▶ _What you are asked to do_:
Can you quote exactly the stretch of lines from the one with "ceramic planter visible" through the final line of the material, both ends included?

#####

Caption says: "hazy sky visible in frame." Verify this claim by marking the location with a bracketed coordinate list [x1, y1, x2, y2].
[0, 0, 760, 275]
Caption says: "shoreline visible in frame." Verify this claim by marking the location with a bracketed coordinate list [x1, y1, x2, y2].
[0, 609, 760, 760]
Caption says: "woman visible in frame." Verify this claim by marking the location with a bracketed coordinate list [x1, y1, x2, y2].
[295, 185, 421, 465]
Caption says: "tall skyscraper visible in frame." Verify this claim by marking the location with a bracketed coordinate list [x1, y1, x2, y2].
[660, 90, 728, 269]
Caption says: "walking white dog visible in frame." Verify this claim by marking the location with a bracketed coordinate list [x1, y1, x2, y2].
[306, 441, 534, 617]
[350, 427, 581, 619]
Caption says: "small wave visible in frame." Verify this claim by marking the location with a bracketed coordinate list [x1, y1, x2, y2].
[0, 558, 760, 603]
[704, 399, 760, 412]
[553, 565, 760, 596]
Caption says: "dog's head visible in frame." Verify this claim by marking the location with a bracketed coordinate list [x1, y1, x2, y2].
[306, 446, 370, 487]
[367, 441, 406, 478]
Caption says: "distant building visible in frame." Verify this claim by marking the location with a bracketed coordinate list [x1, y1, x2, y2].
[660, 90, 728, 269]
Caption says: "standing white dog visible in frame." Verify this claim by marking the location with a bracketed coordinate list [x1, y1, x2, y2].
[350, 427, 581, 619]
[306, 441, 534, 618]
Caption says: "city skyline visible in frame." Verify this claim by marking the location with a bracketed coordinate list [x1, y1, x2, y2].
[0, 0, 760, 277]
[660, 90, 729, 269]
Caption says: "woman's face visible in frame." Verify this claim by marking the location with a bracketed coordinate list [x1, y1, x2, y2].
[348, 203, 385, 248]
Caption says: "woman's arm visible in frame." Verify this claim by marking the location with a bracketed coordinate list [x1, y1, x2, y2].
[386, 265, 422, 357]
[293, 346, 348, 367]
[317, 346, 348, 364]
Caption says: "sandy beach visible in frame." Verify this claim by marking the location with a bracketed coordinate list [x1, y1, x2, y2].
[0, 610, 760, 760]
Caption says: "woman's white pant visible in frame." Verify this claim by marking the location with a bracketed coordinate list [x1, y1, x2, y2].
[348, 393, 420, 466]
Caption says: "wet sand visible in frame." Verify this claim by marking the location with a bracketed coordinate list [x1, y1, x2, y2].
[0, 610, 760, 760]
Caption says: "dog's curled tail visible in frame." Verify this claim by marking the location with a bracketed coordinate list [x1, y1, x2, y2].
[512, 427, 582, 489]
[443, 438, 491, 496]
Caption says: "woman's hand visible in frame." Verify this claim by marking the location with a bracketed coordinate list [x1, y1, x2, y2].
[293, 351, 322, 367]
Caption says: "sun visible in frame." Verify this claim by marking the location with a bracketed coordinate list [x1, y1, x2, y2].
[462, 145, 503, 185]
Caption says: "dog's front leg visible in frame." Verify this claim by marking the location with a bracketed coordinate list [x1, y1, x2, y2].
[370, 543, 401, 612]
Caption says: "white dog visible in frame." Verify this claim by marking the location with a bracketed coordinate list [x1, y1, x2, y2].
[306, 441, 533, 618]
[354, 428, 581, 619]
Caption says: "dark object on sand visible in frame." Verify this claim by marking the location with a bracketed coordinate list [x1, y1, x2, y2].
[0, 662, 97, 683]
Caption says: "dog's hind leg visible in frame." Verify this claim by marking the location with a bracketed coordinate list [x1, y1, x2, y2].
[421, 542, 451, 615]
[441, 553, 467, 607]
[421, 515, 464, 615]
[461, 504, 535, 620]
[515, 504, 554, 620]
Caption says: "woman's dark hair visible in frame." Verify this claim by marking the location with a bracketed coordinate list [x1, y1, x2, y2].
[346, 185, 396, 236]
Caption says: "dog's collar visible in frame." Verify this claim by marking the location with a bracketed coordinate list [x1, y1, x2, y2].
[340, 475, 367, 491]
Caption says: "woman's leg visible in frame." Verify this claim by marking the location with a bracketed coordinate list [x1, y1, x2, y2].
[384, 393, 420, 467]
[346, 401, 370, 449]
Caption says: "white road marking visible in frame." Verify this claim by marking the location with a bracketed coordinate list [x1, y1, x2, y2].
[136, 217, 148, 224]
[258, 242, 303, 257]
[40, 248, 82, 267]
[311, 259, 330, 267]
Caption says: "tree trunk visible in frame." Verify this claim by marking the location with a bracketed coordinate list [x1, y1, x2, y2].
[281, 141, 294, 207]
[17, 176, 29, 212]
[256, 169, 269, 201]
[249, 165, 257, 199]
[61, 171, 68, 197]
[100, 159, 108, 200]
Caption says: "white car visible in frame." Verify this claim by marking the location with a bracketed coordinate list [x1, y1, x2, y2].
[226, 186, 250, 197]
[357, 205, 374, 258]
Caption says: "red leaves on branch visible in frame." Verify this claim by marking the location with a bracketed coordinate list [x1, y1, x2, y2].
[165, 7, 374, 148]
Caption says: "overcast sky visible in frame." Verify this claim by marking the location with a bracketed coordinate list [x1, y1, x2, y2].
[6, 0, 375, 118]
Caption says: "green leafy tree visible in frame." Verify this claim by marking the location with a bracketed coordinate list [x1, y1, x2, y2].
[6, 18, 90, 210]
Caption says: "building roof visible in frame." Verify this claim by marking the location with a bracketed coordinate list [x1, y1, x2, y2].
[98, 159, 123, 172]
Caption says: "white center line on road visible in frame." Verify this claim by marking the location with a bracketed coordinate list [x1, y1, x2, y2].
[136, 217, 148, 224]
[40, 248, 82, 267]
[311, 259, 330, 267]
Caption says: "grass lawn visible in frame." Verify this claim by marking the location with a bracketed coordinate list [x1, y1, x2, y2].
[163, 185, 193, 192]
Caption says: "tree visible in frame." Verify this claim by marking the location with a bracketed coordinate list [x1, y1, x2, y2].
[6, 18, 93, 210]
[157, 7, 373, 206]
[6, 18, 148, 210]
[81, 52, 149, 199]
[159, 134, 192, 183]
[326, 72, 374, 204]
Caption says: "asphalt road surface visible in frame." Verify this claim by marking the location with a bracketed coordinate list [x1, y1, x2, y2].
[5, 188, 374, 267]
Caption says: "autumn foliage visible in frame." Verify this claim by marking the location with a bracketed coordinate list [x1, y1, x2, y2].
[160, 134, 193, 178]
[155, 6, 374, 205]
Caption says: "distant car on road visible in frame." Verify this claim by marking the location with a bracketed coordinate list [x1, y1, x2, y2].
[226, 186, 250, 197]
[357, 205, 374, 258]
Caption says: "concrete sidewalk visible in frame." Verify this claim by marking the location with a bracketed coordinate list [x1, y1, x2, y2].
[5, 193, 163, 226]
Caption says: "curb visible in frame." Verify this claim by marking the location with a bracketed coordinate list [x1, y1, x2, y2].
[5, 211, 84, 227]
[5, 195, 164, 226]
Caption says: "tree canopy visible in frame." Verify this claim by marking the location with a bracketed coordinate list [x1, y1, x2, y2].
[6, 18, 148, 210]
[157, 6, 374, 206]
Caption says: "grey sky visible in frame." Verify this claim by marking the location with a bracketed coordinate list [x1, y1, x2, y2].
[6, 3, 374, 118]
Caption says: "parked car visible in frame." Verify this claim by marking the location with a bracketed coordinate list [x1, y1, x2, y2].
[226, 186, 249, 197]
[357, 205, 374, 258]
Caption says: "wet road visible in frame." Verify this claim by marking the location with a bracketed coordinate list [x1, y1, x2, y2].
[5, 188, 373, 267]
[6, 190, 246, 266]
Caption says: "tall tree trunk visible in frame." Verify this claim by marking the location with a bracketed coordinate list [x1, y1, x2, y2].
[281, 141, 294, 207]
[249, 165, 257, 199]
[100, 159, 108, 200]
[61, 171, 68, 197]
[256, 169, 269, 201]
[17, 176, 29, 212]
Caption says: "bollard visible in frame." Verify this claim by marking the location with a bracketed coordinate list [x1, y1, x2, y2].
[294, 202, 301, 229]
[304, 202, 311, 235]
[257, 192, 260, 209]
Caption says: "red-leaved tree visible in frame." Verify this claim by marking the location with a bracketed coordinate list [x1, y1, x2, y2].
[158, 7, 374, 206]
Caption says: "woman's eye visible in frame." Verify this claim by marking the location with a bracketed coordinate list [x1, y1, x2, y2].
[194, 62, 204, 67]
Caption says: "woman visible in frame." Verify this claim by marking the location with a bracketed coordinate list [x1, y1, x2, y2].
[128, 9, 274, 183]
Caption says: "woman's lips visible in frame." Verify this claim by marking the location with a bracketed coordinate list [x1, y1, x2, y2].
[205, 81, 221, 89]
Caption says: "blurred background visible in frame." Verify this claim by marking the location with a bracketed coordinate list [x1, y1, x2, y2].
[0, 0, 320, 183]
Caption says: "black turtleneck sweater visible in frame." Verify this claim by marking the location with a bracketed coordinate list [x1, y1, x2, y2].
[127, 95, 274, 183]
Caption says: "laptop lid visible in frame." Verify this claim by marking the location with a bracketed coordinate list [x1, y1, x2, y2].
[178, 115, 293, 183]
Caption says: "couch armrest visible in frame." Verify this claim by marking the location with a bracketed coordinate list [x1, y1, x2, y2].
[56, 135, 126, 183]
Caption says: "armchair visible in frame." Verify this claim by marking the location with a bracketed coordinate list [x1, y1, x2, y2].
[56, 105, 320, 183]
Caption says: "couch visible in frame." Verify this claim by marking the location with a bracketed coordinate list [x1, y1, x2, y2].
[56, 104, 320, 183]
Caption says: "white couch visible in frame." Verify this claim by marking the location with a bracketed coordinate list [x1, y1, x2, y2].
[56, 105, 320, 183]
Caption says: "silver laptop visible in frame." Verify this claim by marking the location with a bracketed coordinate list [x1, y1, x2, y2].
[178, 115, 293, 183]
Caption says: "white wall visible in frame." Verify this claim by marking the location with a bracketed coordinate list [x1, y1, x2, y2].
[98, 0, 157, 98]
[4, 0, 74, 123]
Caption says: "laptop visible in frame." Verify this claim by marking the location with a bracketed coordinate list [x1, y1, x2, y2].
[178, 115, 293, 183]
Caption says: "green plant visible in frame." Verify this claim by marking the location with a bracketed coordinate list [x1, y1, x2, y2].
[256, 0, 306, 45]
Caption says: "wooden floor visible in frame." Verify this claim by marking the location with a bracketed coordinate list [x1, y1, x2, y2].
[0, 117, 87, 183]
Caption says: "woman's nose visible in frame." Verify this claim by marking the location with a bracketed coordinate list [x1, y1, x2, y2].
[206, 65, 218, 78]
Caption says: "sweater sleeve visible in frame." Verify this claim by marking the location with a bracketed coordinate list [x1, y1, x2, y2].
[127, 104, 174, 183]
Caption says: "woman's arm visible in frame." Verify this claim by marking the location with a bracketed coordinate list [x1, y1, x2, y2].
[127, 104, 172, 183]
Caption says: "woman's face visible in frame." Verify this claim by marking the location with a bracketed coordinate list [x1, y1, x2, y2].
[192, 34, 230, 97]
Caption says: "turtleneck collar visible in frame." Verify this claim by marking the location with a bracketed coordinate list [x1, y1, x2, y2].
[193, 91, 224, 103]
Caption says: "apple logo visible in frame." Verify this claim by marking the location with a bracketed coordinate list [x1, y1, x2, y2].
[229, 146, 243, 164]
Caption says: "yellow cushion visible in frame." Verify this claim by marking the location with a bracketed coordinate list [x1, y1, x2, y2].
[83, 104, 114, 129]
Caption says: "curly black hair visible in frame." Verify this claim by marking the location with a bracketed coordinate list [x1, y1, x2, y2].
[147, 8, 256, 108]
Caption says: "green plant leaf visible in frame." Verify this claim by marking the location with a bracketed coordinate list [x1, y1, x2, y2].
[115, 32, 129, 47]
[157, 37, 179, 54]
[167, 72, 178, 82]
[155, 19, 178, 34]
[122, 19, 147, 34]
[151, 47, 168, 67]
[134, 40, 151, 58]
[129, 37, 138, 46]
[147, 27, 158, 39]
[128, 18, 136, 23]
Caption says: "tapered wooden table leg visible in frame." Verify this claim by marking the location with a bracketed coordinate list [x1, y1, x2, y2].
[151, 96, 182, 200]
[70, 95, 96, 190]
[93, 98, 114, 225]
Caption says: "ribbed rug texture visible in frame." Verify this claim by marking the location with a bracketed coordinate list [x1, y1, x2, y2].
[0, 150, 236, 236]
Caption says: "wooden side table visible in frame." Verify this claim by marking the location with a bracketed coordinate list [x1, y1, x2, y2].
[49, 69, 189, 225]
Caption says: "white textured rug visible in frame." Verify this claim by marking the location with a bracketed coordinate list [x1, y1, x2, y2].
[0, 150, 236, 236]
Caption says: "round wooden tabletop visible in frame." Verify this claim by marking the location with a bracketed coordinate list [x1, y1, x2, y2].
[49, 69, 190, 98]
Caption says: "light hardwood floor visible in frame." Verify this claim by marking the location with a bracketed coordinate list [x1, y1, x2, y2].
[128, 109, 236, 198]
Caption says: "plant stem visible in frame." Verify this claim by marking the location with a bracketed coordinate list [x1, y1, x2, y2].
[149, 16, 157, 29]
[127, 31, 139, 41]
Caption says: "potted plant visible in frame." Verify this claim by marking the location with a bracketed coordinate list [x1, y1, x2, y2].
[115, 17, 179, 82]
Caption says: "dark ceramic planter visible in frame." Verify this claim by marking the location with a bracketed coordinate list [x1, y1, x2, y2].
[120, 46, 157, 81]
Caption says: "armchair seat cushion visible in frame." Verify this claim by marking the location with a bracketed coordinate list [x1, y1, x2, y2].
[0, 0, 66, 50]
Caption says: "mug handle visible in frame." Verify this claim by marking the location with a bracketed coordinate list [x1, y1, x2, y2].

#####

▶ _Expected answer_:
Caption says: "dark ceramic planter visible in frame." Verify this claim by marking the location with a bracketed coordinate list [x1, y1, x2, y2].
[120, 46, 157, 81]
Caption says: "armchair seat cushion visible in frame." Verify this claim by marking the location with a bracketed coordinate list [x1, y1, x2, y2].
[0, 0, 66, 50]
Caption says: "mug handle visible in frame." Verify this claim by marking the location with a bracketed coordinate list [x1, y1, x2, y2].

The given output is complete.